### What is required
Rewrite the following rows, replacing each occurrence of "Extract" with "Locate" and leaving all other text unchanged.

### Source records
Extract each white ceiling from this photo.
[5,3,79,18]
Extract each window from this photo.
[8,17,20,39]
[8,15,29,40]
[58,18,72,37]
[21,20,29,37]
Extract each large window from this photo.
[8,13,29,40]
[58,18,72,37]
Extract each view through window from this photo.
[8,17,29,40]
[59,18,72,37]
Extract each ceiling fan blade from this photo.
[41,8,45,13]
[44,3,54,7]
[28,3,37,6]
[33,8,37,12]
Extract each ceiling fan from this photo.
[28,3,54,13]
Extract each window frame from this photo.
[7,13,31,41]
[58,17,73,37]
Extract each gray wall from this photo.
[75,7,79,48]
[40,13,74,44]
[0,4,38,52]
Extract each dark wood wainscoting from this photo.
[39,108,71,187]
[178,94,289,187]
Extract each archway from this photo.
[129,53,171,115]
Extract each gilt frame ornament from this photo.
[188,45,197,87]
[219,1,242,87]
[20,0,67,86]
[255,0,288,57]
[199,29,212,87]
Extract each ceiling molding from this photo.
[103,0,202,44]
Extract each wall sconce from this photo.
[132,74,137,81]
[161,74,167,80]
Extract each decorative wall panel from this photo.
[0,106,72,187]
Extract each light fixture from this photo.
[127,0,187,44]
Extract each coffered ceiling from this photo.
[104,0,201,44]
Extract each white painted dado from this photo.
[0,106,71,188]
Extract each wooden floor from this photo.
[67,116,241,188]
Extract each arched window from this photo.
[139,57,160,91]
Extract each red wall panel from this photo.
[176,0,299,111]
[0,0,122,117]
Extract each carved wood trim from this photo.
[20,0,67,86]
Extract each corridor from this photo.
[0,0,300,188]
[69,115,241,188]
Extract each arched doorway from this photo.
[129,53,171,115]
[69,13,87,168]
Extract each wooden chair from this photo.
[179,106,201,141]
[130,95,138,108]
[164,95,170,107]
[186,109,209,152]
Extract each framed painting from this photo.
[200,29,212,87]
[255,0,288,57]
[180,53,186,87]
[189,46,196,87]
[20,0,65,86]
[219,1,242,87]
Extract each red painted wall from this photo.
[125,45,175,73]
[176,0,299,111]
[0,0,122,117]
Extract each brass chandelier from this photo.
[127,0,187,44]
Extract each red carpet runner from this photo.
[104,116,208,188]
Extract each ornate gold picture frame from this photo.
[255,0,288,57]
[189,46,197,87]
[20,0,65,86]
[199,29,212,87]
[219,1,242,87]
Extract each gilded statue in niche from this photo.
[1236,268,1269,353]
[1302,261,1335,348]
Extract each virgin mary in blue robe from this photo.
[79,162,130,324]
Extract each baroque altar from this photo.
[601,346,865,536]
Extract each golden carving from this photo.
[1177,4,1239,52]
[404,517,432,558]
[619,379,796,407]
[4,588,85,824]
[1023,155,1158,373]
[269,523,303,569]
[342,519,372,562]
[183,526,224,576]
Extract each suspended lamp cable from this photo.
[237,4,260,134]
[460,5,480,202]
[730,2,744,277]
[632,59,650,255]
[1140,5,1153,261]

### Solution below
Locate each white ceiling from this photo.
[5,3,79,18]
Locate each window from this photo.
[8,17,20,39]
[8,15,29,40]
[58,18,72,37]
[21,20,29,37]
Locate each large window from this photo.
[8,13,29,40]
[58,18,72,37]
Locate each view through window from this photo.
[8,17,29,40]
[59,18,72,37]
Locate each ceiling fan blade from this photo.
[41,8,45,13]
[44,3,54,7]
[28,3,37,6]
[33,8,37,12]
Locate each ceiling fan from this photo.
[28,3,54,13]
Locate each window frame from this photo.
[7,13,31,41]
[58,17,73,37]
Locate each gray wall from this photo.
[75,7,79,48]
[40,13,74,44]
[0,4,38,52]
Locate each dark wood wainscoting from this photo.
[39,108,71,187]
[178,94,289,187]
Locate each archway from this photo.
[129,53,171,115]
Locate each gilt frame ornament from this photo.
[188,45,197,87]
[219,1,242,87]
[20,0,67,86]
[255,0,288,57]
[199,29,212,87]
Locate each ceiling molding from this photo.
[103,0,202,44]
Locate each wall sconce from this photo.
[132,74,137,81]
[161,74,167,80]
Locate each decorative wall panel from this photo.
[0,106,72,187]
Locate each light fixture from this photo.
[127,0,187,44]
Locate each coffered ceiling from this photo.
[104,0,201,44]
Locate each white painted dado from this photo.
[0,106,71,188]
Locate each wooden floor from this photo.
[67,116,241,188]
Locate each arched window from this photo.
[139,57,160,91]
Locate each red wall panel from this photo.
[176,0,299,111]
[0,0,122,117]
Locate each carved wood trim from this photo.
[20,0,67,86]
Locate each corridor from this photo.
[0,0,300,188]
[69,115,241,188]
Locate each arched doorway from this photo.
[129,53,171,115]
[69,13,87,168]
Locate each wooden chair from this photo.
[179,106,201,141]
[130,95,138,108]
[164,95,170,107]
[186,109,209,152]
Locate each framed painting from this photo.
[200,29,212,87]
[255,0,288,57]
[180,53,186,87]
[189,46,196,87]
[20,0,65,86]
[219,1,242,87]
Locate each red painted wall from this photo.
[125,45,175,73]
[176,0,299,111]
[0,0,122,117]
Locate each brass chandelier from this photo.
[127,0,187,44]
Locate each red carpet runner from this photo.
[104,116,208,188]
Locate each ornate gold picture frame from this photo.
[255,0,288,57]
[189,46,197,87]
[20,0,65,86]
[199,29,212,87]
[219,1,242,87]
Locate each gilded statue in niche from this photo.
[1236,268,1269,353]
[1302,261,1335,348]
Locate each virgin mary in blue robe from this photo.
[79,162,130,324]
Locate each baroque altar from this photo.
[601,346,865,536]
Locate each golden carving from this photo.
[1177,4,1239,52]
[404,517,432,558]
[619,379,796,407]
[4,588,85,824]
[1023,155,1158,373]
[269,523,303,569]
[342,519,372,562]
[183,526,224,576]
Locate each suspended lamp cable from this photo.
[237,4,260,134]
[460,5,480,202]
[730,2,744,277]
[632,59,650,255]
[1140,5,1153,261]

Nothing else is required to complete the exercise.